--- EXERCISE DIRECTIONS ---
Every entry must be duplicated precisely as written.

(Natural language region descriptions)
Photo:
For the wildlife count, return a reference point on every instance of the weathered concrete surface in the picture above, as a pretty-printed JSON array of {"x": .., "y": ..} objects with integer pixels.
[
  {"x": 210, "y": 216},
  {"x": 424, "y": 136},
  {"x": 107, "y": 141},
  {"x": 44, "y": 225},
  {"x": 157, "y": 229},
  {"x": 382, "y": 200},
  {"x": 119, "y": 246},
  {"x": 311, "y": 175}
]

--- SOLUTION TO THIS PROBLEM ---
Photo:
For the wildlife count, return a reference point on every instance of the weathered concrete surface in the picture above, as a pretty-printed JSON array of {"x": .., "y": ..} objects with integer pixels.
[
  {"x": 210, "y": 216},
  {"x": 424, "y": 136},
  {"x": 107, "y": 141},
  {"x": 44, "y": 225},
  {"x": 157, "y": 229},
  {"x": 382, "y": 200},
  {"x": 119, "y": 246},
  {"x": 311, "y": 175}
]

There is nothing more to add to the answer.